[Point-labeling data]
★ ★ ★ ★ ★ ★ ★
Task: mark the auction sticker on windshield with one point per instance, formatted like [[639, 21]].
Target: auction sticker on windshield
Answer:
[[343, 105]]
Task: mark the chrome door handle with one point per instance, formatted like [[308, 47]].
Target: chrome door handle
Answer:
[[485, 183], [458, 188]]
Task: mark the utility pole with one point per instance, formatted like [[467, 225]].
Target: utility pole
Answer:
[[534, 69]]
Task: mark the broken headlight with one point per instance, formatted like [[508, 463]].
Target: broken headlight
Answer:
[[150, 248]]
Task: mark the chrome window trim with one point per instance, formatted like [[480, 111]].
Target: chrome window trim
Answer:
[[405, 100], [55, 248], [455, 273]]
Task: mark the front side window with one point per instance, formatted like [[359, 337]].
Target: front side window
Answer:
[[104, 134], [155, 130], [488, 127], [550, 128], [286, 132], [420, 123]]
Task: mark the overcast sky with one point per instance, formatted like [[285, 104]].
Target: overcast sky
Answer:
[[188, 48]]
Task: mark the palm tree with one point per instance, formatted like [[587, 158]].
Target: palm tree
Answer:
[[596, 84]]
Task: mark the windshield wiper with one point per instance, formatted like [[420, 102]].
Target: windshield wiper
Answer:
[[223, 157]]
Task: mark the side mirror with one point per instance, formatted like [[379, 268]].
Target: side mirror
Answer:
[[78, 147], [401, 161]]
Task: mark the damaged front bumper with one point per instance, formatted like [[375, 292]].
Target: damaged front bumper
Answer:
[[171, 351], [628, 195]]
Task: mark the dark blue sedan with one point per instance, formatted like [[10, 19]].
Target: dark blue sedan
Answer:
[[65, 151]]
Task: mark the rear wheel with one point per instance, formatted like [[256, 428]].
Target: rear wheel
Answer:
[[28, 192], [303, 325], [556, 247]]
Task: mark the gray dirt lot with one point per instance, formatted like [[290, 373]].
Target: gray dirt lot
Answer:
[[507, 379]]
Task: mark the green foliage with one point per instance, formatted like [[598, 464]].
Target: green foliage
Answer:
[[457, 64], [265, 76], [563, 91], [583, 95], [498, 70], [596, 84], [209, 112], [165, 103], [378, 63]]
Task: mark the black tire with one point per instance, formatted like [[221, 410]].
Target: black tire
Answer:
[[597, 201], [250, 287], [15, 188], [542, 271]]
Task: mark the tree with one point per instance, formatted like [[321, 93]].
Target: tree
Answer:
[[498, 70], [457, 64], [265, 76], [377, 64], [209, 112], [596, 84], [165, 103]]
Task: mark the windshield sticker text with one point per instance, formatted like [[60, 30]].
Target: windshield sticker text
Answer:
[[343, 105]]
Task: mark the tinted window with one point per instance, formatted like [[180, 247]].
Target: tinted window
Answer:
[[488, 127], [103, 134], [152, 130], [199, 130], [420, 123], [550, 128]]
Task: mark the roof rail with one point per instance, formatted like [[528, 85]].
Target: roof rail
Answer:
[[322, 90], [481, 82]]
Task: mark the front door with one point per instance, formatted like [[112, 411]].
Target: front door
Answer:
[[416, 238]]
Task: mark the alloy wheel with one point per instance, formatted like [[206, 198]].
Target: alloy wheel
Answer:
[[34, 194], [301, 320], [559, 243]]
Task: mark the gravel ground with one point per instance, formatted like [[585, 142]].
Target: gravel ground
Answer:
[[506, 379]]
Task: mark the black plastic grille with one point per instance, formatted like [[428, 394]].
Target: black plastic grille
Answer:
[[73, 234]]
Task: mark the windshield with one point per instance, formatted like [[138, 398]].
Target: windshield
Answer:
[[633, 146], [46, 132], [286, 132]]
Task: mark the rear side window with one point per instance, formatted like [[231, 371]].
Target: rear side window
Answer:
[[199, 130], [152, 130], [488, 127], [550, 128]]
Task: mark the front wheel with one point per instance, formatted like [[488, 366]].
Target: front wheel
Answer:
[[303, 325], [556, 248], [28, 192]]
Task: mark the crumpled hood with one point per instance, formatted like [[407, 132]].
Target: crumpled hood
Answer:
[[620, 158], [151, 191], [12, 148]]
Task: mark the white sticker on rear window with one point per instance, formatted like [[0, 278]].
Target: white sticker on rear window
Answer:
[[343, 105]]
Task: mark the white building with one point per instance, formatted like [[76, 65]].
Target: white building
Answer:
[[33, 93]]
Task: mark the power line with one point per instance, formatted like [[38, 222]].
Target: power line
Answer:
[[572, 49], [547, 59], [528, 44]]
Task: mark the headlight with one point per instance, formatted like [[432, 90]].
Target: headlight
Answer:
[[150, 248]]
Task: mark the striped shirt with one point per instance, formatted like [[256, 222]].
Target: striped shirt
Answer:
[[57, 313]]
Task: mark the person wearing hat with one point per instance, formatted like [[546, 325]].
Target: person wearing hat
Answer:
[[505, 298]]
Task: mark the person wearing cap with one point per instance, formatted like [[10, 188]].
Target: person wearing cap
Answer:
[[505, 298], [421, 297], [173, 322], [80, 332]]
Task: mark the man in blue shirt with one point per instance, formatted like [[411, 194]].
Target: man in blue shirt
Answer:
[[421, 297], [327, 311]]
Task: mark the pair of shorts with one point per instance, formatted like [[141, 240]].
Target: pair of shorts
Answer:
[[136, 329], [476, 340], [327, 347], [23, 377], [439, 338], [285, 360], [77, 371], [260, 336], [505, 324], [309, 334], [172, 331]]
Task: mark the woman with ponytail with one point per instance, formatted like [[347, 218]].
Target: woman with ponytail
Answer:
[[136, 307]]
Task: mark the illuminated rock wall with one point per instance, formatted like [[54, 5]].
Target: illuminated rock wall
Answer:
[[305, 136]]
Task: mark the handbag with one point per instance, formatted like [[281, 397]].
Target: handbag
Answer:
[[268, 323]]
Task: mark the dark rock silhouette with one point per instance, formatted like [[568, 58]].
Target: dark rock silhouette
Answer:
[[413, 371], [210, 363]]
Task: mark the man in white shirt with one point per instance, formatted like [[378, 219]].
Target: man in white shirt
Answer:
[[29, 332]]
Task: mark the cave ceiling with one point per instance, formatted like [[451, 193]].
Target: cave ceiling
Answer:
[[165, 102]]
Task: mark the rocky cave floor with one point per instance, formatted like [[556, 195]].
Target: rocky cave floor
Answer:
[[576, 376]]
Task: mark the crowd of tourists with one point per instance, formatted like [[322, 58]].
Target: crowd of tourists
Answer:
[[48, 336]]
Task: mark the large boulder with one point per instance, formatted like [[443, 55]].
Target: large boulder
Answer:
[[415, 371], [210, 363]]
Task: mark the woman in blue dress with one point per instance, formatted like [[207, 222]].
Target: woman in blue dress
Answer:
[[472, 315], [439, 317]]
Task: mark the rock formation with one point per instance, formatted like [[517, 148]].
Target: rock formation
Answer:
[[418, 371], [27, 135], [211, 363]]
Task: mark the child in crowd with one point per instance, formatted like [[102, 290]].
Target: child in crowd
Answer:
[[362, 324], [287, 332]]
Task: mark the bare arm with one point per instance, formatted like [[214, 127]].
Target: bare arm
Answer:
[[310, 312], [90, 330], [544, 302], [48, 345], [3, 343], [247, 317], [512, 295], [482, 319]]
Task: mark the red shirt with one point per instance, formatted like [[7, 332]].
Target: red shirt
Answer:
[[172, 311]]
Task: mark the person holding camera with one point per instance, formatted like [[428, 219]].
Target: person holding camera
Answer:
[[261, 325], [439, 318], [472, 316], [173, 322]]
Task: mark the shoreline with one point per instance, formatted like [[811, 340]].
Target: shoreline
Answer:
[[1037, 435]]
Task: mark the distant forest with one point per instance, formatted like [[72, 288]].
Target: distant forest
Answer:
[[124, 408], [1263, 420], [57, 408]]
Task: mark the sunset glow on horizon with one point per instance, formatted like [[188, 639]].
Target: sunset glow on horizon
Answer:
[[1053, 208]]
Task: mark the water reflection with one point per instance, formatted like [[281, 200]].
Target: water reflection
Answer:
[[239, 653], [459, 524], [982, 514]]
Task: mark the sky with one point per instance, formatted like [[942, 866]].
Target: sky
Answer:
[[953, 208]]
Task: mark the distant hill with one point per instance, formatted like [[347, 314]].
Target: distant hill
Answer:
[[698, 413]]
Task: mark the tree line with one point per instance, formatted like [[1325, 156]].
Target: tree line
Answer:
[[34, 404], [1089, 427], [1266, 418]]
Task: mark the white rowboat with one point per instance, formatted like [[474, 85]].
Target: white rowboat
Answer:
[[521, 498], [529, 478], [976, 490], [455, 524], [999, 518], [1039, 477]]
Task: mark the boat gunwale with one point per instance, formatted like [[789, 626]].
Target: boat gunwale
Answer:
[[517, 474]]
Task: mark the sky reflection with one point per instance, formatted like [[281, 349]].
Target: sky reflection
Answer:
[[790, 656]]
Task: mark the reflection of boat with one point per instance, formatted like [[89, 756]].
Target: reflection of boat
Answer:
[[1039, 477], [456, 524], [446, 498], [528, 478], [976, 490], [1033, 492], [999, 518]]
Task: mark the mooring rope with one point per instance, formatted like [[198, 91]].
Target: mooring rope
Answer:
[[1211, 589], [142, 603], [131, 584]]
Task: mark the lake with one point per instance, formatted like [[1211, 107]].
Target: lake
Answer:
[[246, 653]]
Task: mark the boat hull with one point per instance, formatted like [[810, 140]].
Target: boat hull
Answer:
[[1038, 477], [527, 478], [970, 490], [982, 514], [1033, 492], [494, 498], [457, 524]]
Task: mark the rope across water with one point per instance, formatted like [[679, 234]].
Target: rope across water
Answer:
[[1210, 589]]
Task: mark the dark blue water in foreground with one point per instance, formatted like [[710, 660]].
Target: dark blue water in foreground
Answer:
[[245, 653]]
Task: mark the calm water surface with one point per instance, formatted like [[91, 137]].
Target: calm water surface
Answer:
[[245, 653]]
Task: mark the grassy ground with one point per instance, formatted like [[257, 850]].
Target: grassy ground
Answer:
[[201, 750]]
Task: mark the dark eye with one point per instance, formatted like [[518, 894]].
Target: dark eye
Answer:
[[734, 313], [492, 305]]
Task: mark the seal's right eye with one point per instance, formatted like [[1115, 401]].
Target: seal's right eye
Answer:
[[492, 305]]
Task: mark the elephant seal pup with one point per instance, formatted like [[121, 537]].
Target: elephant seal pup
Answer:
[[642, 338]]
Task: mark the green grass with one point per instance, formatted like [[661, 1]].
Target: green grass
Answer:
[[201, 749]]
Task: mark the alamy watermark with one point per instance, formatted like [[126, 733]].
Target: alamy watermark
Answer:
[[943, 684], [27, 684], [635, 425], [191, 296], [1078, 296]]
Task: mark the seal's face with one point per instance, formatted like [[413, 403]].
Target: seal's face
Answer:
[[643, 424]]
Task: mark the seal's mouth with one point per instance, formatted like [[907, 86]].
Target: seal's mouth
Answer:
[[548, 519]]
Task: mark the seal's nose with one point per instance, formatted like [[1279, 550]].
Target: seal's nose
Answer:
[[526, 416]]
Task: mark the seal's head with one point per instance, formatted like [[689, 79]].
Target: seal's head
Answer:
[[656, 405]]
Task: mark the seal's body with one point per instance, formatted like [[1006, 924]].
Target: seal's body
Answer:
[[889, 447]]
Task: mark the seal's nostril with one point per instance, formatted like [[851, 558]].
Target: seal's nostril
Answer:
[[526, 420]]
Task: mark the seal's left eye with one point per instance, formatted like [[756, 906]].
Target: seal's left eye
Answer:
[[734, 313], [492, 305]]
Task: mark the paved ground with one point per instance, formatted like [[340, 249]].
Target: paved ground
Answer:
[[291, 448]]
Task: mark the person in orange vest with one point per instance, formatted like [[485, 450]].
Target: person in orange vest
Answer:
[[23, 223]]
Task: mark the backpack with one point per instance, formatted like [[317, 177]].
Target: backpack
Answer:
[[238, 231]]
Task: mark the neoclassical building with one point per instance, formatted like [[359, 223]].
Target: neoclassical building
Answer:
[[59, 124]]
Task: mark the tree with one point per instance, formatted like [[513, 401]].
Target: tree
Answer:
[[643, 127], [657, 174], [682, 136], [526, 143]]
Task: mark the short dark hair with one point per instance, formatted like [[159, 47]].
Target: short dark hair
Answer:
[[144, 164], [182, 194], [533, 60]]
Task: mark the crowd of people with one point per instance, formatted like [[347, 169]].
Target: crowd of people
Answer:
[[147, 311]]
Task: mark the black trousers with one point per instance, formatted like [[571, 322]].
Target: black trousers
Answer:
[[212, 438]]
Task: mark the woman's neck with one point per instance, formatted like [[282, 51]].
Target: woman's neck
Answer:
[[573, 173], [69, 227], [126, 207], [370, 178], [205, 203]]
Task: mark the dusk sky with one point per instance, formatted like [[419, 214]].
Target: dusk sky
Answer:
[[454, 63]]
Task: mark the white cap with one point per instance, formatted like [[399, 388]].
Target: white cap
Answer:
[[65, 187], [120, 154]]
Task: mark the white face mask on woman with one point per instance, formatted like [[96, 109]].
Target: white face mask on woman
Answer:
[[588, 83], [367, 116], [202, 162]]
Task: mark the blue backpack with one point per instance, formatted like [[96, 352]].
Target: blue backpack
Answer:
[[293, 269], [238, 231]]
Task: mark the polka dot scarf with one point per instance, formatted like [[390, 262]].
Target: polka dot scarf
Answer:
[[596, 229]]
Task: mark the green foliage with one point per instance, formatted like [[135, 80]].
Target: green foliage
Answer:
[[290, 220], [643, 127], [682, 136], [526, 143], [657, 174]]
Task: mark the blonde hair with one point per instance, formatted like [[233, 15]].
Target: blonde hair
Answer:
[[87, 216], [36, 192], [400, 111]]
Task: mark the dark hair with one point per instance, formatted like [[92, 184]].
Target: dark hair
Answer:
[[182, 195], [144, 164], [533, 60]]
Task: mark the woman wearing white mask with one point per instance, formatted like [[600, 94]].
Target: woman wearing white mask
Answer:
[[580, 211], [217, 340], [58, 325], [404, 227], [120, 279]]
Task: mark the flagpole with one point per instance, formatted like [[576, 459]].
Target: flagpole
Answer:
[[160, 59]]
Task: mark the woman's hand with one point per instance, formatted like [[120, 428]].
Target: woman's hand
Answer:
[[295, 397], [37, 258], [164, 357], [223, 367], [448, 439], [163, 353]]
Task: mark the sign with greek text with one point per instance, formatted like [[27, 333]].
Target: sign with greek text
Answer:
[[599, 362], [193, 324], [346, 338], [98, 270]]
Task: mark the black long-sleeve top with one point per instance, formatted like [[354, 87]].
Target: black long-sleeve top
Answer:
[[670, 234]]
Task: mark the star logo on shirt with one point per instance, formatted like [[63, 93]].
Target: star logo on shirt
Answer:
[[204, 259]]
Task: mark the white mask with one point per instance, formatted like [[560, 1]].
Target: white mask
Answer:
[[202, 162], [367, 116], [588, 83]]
★ ★ ★ ★ ★ ★ ★
Return the lines of the data above without any changes, from the line with "Task: mark the cave" to the line with "[[362, 324], [287, 332]]", both included.

* **Response for this exercise**
Task: mark the cave ceiling with one point per instance, formatted like [[451, 193]].
Target: cave ceiling
Answer:
[[165, 102]]
Task: mark the rocky cave floor with one point per instance, formatted like [[556, 195]].
Target: rocky cave floor
Answer:
[[576, 376]]
Task: mark the crowd of tourists with one point per instance, formatted like [[322, 58]].
Target: crowd of tourists
Answer:
[[48, 336]]
Task: mark the large boulder with one point per instance, formatted like [[443, 55]].
Target: large boulder
Answer:
[[415, 371], [210, 363]]
Task: mark the woman in blue dress with one point per instance, formatted like [[207, 222]].
Target: woman in blue dress
Answer:
[[472, 315], [439, 317]]
Task: mark the rock formation with one point per instance, formatted like [[517, 148]].
Target: rock formation
Answer:
[[418, 371], [27, 135], [211, 363]]
Task: mark the child in crowd with one point per instance, formatted like [[102, 290]].
Target: child in crowd
Answer:
[[362, 324], [287, 332]]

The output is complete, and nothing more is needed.